# PROBLEMS
• A. In the passage on shielded flat cable, how closely can the conductors be spaced?
• B. From the passage on shielded flat cable, reproduce the words starting with "The dielectric body" and going on through "to FIG. 4).".
• C. List every material the passage on shielded flat cable names as an example of what dielectric body 15 can be made of.

# EXCERPT TO READ
════════════════

A typical such unshielded flat cable, such as is used in the computer industry and is used herein as a cable core 11, can have from relatively few, i.e., less than ten up to a hundred or more, conductors. The conductors can be spaced as closely as 25 mils. center to center and can be single or multiple stranded, bare copper, tinned copper or silver plated copper, typically from 20 to 36 AWG. The thickness of core 11 between lands 16a and 17a can be typically from 0.025 inch to 0.1 inch while the thickness of core 11 between opposing grooves 16b and 17b can be typically from one fifth to one half the thickness between lands 16a and 17a i.e., from about 0.005 to about 0.05 inches.
The dielectric body 15 of core 11 typically is thermoplastic solid dielectric material such as polyolefin, olefin copolymers, polyvinyl chloride and the like, and is preferably manufactured by laminating two sheets of the dielectric about conductors positioned in the desired configuration and bonding the sheets together. The method of manufacture of core 11 and the dielectric utilized in body 15 are, however, not critical and can by any of those conventionally used in the manufacture of flat cable consistent with the electrical and physical specifications required. (One specialized variation in the construction of the cable core is described below with reference to FIG. 4).
In accordance with this invention electrical shielding assembly 12 is applied to cable core 11 preferably at the same time as jacket 13 is applied. Shielding assembly 12 in this case, includes a pair of flat elongated strips 21 and 22 of solid dielectric material having a width approximating that of core 11 which are positioned on opposite sides of body 11 aligned therewith and abutting lands 16a and 17a, respectively. Spaces S are thus formed between each strip 21 and 22 and core 11 in the grooves 16b and 17b, respectively, located between each adjacent pair of lands 16a, 16a and 17a, 17a respectively, in which air is trapped.
Strips 21 and 22 on their surfaces facing away from core 11 have adherent films 23 and 24, respectively, of conductive metal, such as aluminum formed by cathode sputtering, vacuum metallizing or other similar techniques. Films 23 and 24 can also be sheets of foil bonded by adhesive to strips 21 and 22, respectively.
Electrical shield assembly 12 is completed by a pair of channel shaped strips 25 and 26 of conductive metal, such as aluminum foil, positioned butting the edges 18 and 19, respectively, of dielectric body 15 and extending lengthwise of body 15 with flanged portions 25a and 26a, and 25b and 26b overlying the marginal edges of adherent metal strips 23 and 24, respectively, such that strips 23, 24, 25 and 26 form a complete metal enclosure, i.e., a sheath, about core 11 and strips 21 and 22. Preferably the thickness of films 23 and 24 and edge channels 25 and 26 is on the order of at least 2 mils in order to provide proper drainage of any static build-up on core 11.

════════════════

# GIVEN INFORMATION
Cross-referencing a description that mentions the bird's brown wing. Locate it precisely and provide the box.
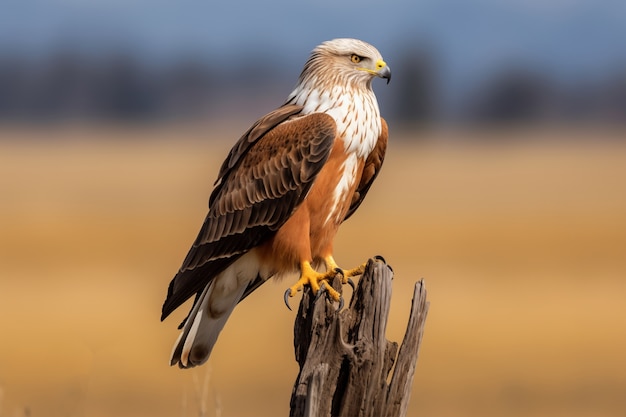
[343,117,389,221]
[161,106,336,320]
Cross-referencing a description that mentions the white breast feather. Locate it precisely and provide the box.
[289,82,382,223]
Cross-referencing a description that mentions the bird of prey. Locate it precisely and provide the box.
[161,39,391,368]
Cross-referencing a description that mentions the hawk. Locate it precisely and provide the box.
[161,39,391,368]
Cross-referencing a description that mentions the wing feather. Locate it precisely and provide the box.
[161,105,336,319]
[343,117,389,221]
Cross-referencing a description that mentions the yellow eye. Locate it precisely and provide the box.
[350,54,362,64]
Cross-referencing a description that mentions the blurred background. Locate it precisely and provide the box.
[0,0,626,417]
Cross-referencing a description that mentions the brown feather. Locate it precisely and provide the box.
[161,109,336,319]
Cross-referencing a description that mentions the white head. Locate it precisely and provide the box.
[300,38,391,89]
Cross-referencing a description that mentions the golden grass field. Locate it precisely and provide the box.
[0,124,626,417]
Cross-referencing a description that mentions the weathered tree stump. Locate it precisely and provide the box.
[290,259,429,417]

════════════════

# SOLVED TASKS
• A. As closely as 25 mils, center to center.

• B.
The dielectric body 15 of core 11 typically is thermoplastic solid dielectric material such as polyolefin, olefin copolymers, polyvinyl chloride and the like, and is preferably manufactured by laminating two sheets of the dielectric about conductors positioned in the desired configuration and bonding the sheets together. The method of manufacture of core 11 and the dielectric utilized in body 15 are, however, not critical and can by any of those conventionally used in the manufacture of flat cable consistent with the electrical and physical specifications required. (One specialized variation in the construction of the cable core is described below with reference to FIG. 4).

• C. Polyolefin, olefin copolymers, polyvinyl chloride